* _Exercise directions_
Your job is to set down the stretch of entries that opens with the line containing "like [(13, 40)]." and closes with the line containing "like [(212, 237)].". Keep both end lines, copy each exactly, and add nothing.

*** Records for the exercise Section Begins ***

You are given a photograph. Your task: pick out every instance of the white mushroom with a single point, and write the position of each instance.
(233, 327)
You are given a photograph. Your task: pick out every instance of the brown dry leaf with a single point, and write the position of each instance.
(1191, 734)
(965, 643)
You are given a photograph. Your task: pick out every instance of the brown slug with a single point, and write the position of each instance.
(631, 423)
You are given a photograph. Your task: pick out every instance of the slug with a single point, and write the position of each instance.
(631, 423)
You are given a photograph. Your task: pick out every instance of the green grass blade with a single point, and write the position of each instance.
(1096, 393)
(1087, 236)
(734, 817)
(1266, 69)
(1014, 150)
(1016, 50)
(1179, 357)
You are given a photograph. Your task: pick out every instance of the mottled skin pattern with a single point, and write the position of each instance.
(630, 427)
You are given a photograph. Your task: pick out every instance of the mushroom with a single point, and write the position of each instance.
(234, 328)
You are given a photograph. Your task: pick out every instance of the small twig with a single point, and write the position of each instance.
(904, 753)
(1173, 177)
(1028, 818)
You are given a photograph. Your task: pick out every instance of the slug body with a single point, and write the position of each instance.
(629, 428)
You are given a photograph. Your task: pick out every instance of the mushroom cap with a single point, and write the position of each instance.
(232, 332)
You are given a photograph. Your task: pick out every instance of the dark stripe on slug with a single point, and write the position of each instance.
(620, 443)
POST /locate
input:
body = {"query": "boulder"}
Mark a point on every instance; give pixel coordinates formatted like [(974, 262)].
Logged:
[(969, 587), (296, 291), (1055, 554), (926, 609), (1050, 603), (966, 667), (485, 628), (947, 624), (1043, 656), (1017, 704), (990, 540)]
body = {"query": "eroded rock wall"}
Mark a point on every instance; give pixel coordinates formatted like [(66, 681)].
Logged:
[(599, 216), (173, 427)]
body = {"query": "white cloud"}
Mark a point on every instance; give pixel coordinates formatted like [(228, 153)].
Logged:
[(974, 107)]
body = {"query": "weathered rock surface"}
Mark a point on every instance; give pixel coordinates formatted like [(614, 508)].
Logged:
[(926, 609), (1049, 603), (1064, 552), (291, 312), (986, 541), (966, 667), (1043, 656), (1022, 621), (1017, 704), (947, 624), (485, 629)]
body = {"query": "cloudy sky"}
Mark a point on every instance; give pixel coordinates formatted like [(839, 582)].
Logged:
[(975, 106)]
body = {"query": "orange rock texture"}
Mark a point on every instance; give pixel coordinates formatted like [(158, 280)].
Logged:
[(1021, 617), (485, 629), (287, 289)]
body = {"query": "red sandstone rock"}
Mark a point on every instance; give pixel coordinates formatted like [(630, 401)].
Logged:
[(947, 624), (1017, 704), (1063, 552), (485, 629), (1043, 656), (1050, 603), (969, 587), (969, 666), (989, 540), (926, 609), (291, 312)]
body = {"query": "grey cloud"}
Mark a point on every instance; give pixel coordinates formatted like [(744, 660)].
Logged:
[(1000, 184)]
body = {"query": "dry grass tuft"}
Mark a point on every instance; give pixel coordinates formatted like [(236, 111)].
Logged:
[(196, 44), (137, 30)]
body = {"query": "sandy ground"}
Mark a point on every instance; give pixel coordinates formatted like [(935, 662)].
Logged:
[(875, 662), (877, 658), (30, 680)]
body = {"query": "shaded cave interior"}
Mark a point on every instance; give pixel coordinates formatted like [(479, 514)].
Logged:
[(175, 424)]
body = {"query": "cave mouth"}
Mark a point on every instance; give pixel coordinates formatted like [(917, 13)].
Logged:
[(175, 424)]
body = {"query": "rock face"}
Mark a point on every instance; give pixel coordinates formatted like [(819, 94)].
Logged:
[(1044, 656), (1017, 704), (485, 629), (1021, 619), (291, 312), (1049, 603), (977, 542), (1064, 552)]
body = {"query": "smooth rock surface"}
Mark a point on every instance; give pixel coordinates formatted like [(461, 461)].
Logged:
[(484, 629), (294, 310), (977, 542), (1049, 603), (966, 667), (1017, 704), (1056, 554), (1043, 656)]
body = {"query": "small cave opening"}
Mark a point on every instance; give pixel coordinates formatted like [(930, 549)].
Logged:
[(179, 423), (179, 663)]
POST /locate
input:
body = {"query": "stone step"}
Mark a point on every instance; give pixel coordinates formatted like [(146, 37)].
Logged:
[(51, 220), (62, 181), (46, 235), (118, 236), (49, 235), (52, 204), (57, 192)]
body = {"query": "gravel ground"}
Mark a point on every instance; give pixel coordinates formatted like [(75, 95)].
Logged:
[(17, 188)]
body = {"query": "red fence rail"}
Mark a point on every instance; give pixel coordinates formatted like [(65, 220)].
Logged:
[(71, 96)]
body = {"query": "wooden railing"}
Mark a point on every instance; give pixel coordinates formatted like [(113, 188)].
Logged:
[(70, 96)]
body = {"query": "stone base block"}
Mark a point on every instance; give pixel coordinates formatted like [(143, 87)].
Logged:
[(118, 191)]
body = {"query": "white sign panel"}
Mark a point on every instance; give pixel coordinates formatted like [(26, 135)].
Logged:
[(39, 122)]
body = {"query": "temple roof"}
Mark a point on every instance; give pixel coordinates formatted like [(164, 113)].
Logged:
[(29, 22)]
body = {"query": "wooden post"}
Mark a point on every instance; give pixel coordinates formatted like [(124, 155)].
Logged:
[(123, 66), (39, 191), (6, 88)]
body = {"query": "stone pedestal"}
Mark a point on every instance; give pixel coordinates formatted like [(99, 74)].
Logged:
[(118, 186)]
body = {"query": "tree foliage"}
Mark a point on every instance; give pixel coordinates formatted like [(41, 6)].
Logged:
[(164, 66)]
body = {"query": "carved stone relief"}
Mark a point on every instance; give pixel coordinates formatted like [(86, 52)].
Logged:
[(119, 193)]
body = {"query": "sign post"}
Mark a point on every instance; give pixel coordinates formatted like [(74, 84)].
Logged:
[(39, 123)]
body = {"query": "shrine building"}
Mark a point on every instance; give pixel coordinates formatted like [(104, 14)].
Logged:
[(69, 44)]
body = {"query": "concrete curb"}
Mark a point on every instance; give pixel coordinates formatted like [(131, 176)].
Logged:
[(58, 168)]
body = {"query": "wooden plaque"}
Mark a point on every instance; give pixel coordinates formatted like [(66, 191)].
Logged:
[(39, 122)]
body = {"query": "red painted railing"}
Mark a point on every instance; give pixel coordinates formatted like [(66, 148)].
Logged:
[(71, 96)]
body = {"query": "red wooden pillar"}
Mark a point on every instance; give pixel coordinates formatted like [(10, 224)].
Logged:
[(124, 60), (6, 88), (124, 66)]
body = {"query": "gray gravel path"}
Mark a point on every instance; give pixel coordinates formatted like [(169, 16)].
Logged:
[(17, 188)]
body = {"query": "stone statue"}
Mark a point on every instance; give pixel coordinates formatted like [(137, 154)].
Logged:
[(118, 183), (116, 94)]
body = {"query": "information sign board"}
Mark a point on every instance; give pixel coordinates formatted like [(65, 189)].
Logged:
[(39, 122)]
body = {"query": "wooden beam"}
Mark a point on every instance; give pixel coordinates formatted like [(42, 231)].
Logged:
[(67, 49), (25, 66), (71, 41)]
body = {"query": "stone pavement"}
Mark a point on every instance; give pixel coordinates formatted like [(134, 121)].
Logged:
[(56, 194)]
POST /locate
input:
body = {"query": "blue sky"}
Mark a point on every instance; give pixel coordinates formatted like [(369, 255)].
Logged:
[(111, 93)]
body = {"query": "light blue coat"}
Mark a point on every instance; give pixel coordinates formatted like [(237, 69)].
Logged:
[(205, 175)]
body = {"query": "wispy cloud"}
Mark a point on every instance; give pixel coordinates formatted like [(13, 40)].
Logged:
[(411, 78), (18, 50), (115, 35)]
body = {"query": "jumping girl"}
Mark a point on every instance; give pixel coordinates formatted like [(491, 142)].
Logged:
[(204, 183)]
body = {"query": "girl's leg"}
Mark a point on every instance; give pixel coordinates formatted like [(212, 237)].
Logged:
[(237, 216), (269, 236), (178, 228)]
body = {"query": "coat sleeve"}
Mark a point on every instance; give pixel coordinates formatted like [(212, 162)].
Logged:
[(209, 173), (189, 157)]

*** Records for the exercise Section Ends ***

* _Written answer_
Mark a point on every instance; give pixel coordinates formatted like [(13, 40)].
Logged:
[(411, 78), (18, 50), (115, 35)]
body = {"query": "jumping girl"}
Mark a point on every instance; give pixel coordinates formatted like [(491, 142)].
Logged:
[(204, 183)]
body = {"query": "girl's leg"}
Mark a point on every instance; give pixel coordinates formatted like [(212, 237)].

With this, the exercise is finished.